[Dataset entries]
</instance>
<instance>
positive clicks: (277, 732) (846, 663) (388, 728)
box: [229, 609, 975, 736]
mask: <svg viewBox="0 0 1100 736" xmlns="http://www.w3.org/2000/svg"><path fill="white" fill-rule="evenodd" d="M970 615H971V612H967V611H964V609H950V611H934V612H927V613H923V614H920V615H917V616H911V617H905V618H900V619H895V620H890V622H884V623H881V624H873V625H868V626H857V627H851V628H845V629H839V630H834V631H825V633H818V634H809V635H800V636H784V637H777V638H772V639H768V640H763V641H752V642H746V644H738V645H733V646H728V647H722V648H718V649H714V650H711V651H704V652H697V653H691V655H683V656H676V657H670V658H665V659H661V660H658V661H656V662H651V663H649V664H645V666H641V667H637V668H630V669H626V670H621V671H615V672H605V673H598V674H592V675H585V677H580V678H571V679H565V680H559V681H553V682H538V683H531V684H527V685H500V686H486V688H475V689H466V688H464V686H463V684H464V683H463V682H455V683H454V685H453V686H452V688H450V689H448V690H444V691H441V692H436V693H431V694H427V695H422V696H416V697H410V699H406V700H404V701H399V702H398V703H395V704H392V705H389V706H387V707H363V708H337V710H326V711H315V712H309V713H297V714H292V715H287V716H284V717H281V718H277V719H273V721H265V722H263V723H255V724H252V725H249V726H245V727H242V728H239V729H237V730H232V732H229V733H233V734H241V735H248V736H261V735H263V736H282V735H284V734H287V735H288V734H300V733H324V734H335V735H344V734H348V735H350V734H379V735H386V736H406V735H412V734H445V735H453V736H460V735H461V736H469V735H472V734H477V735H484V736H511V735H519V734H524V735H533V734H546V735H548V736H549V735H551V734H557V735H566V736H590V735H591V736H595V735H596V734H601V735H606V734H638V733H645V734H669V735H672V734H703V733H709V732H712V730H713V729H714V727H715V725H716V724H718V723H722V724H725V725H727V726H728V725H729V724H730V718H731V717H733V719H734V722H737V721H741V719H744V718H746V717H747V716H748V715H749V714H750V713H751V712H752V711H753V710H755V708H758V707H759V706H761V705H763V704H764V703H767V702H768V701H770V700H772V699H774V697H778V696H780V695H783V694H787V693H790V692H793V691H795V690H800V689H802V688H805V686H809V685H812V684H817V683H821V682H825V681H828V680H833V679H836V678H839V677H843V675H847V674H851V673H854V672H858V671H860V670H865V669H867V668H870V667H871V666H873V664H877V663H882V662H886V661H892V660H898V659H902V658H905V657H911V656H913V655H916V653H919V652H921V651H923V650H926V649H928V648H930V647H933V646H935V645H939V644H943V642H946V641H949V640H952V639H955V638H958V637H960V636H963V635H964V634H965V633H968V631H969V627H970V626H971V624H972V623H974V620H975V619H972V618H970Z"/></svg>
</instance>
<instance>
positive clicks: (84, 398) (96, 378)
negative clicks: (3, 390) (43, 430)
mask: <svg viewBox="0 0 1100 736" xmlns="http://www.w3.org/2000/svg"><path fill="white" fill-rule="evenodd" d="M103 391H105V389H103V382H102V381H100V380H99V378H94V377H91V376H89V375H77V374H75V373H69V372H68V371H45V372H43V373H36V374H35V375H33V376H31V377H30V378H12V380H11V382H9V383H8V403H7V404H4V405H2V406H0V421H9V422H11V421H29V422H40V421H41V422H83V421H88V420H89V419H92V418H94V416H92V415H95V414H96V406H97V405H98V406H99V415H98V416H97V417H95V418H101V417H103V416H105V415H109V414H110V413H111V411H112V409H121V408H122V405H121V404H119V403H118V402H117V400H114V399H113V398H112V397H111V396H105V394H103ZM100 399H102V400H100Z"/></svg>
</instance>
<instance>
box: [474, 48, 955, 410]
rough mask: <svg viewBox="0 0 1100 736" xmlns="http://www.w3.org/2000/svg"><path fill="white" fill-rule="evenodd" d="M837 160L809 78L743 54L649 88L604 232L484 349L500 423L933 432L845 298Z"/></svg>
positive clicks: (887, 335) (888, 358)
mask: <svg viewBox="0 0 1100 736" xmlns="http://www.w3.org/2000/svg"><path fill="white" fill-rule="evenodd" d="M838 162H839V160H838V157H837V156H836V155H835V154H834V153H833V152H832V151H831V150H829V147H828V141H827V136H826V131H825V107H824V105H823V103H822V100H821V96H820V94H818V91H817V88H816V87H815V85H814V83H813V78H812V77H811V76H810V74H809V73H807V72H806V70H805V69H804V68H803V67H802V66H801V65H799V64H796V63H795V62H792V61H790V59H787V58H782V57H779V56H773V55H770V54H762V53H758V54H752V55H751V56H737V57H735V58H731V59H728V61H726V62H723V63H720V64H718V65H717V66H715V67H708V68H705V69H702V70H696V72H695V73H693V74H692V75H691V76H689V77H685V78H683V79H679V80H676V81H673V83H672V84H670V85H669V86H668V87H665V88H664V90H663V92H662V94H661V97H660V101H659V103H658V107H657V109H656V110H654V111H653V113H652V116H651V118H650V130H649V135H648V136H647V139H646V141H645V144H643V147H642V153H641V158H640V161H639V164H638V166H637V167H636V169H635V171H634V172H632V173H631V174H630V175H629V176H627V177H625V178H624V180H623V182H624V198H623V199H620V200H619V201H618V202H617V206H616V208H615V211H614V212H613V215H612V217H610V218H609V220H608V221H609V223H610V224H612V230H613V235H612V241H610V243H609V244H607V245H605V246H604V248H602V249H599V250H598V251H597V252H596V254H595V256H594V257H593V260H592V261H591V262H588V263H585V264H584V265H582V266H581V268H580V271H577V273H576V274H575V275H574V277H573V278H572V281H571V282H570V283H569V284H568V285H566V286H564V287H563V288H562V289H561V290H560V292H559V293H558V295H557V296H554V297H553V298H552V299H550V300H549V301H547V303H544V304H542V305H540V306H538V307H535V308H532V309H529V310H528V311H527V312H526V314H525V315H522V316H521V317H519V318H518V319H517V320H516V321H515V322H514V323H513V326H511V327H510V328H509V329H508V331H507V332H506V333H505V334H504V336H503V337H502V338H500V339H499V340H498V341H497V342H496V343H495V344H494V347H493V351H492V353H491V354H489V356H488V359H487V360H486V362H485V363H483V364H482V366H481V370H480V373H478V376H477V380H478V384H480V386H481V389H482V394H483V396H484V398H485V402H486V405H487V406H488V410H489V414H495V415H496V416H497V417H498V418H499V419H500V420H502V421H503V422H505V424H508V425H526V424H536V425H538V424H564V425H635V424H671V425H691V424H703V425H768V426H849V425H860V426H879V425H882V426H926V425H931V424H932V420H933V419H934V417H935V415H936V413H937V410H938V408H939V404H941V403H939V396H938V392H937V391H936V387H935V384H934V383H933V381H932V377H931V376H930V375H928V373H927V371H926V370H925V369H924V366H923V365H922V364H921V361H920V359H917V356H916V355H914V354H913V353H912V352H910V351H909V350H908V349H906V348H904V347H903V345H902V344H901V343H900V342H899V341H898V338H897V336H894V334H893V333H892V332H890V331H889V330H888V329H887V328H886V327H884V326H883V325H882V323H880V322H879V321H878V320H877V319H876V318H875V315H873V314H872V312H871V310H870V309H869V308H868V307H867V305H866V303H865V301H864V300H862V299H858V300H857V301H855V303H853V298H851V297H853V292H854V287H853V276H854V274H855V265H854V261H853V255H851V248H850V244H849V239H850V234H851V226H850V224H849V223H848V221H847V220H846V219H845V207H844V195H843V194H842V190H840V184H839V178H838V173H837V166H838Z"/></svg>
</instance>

▶ **Exercise prompt**:
The entries above must be returned in full, exactly as shown.

▶ **Exercise output**:
</instance>
<instance>
positive clicks: (277, 732) (846, 663) (388, 728)
box: [229, 609, 975, 736]
mask: <svg viewBox="0 0 1100 736" xmlns="http://www.w3.org/2000/svg"><path fill="white" fill-rule="evenodd" d="M970 615H971V612H967V611H964V609H950V611H934V612H927V613H923V614H920V615H917V616H911V617H905V618H900V619H895V620H890V622H884V623H881V624H873V625H868V626H857V627H851V628H845V629H839V630H834V631H825V633H818V634H809V635H800V636H784V637H777V638H772V639H768V640H763V641H752V642H746V644H738V645H733V646H728V647H722V648H718V649H714V650H711V651H704V652H697V653H691V655H683V656H676V657H670V658H665V659H661V660H658V661H656V662H651V663H649V664H645V666H641V667H637V668H630V669H626V670H621V671H615V672H605V673H598V674H592V675H585V677H580V678H571V679H565V680H559V681H553V682H538V683H531V684H527V685H500V686H486V688H475V689H466V688H464V686H463V684H464V683H463V682H455V683H454V685H453V686H452V688H450V689H448V690H444V691H441V692H436V693H431V694H427V695H422V696H416V697H410V699H406V700H404V701H399V702H398V703H395V704H392V705H389V706H387V707H363V708H337V710H326V711H315V712H309V713H297V714H292V715H287V716H284V717H281V718H277V719H273V721H265V722H263V723H255V724H252V725H249V726H245V727H242V728H239V729H237V730H232V732H229V733H233V734H241V735H248V736H261V735H263V736H282V735H284V734H287V735H288V734H300V733H324V734H335V735H344V734H348V735H350V734H379V735H386V736H406V735H412V734H445V735H453V736H460V735H461V736H469V735H472V734H477V735H484V736H511V735H519V734H524V735H533V734H546V735H548V736H549V735H551V734H557V735H566V736H590V735H591V736H595V735H596V734H601V735H606V734H638V733H645V734H669V735H672V734H703V733H709V732H712V730H713V729H714V727H715V725H716V724H718V723H722V724H725V725H727V726H728V725H729V724H730V718H731V717H733V719H734V722H737V721H741V719H744V718H746V717H747V716H748V715H749V714H750V713H751V712H752V711H753V710H755V708H758V707H759V706H761V705H763V704H764V703H767V702H768V701H770V700H772V699H774V697H778V696H780V695H783V694H787V693H790V692H793V691H795V690H800V689H802V688H805V686H809V685H812V684H817V683H821V682H825V681H828V680H833V679H836V678H839V677H843V675H847V674H851V673H854V672H858V671H860V670H865V669H867V668H870V667H871V666H873V664H877V663H882V662H886V661H892V660H898V659H902V658H905V657H911V656H913V655H916V653H919V652H921V651H923V650H926V649H928V648H930V647H933V646H935V645H939V644H943V642H946V641H949V640H952V639H955V638H958V637H960V636H963V635H964V634H965V633H968V631H969V627H970V626H971V624H972V623H974V620H975V619H972V618H970Z"/></svg>
</instance>
<instance>
positive clicks: (84, 398) (96, 378)
negative clicks: (3, 390) (43, 430)
mask: <svg viewBox="0 0 1100 736" xmlns="http://www.w3.org/2000/svg"><path fill="white" fill-rule="evenodd" d="M103 391H105V389H103V382H102V381H100V380H99V378H94V377H91V376H89V375H77V374H75V373H69V372H68V371H45V372H43V373H36V374H35V375H33V376H31V377H30V378H12V380H11V382H9V383H8V403H7V404H4V405H2V406H0V421H9V422H11V421H29V422H40V421H41V422H83V421H88V420H89V419H92V418H94V416H92V415H95V414H96V406H97V405H98V406H99V415H98V416H97V417H95V418H101V417H103V416H105V415H109V414H110V413H111V411H112V409H121V408H122V405H121V404H119V403H118V402H117V400H114V399H113V398H112V397H111V396H105V394H103ZM100 399H102V400H100Z"/></svg>
</instance>
<instance>
box: [474, 48, 955, 410]
rough mask: <svg viewBox="0 0 1100 736" xmlns="http://www.w3.org/2000/svg"><path fill="white" fill-rule="evenodd" d="M837 160L809 78L743 54L649 88L604 232L484 349L500 423L933 432L845 298Z"/></svg>
positive clicks: (887, 335) (888, 358)
mask: <svg viewBox="0 0 1100 736" xmlns="http://www.w3.org/2000/svg"><path fill="white" fill-rule="evenodd" d="M838 162H839V160H838V157H837V156H836V155H835V154H834V153H833V152H832V151H831V150H829V147H828V141H827V136H826V131H825V107H824V105H823V103H822V100H821V96H820V94H818V91H817V88H816V87H815V85H814V83H813V78H812V77H811V76H810V74H809V73H807V72H806V70H805V69H804V68H803V67H802V66H801V65H799V64H796V63H795V62H792V61H790V59H787V58H782V57H779V56H773V55H770V54H762V53H758V54H752V55H751V56H737V57H735V58H731V59H728V61H726V62H723V63H720V64H718V65H717V66H715V67H708V68H705V69H702V70H696V72H695V73H693V74H692V75H691V76H689V77H685V78H683V79H679V80H676V81H673V83H672V84H670V85H669V86H668V87H665V88H664V90H663V92H662V94H661V97H660V101H659V103H658V107H657V109H656V110H654V111H653V113H652V116H651V118H650V130H649V135H648V136H647V139H646V141H645V144H643V147H642V153H641V158H640V161H639V164H638V166H637V167H636V169H635V171H634V172H632V173H631V174H630V175H629V176H627V177H625V178H624V180H623V182H624V198H623V199H620V200H619V201H618V202H617V206H616V208H615V211H614V212H613V215H612V217H610V218H609V220H608V221H609V223H610V224H612V230H613V235H612V241H610V243H609V244H607V245H605V246H604V248H602V249H599V250H598V251H597V252H596V254H595V256H594V257H593V260H592V261H591V262H588V263H585V264H584V265H582V266H581V268H580V271H577V273H576V274H575V275H574V277H573V278H572V281H571V282H570V283H569V284H568V285H566V286H564V287H563V288H562V289H561V290H560V292H559V293H558V295H557V296H554V297H553V298H552V299H550V300H549V301H547V303H544V304H542V305H540V306H538V307H535V308H532V309H529V310H528V311H527V312H526V314H525V315H522V316H521V317H519V318H518V319H517V320H516V321H515V322H514V323H513V326H511V327H510V328H509V329H508V331H507V332H506V333H505V334H504V336H503V337H502V338H500V339H499V340H498V341H497V342H496V343H495V344H494V347H493V351H492V353H491V354H489V356H488V359H487V360H486V362H485V363H483V364H482V366H481V370H480V373H478V376H477V380H478V384H480V386H481V389H482V394H483V396H484V398H485V402H486V405H487V406H488V410H489V414H495V415H496V416H497V417H498V418H499V419H500V420H502V421H503V422H505V424H508V425H526V424H536V425H538V424H564V425H635V424H671V425H691V424H703V425H768V426H849V425H860V426H879V425H882V426H926V425H931V424H932V420H933V419H934V417H935V415H936V413H937V410H938V408H939V404H941V403H939V396H938V392H937V391H936V387H935V384H934V383H933V381H932V377H931V376H930V375H928V373H927V371H926V370H925V369H924V366H923V365H922V364H921V361H920V359H917V356H916V355H914V354H913V353H912V352H910V351H909V350H908V349H906V348H904V347H903V345H902V344H901V343H900V342H899V341H898V338H897V336H894V334H893V333H892V332H890V331H889V330H888V329H887V328H886V327H884V326H883V325H882V323H880V322H879V321H878V320H877V319H876V318H875V315H873V314H872V312H871V310H870V309H869V308H868V307H867V305H866V303H865V301H864V300H862V299H858V300H857V301H855V303H853V298H851V297H853V292H854V287H853V276H854V274H855V265H854V261H853V255H851V248H850V244H849V239H850V234H851V226H850V224H849V223H848V221H847V220H846V219H845V207H844V195H843V194H842V190H840V184H839V178H838V173H837V166H838Z"/></svg>
</instance>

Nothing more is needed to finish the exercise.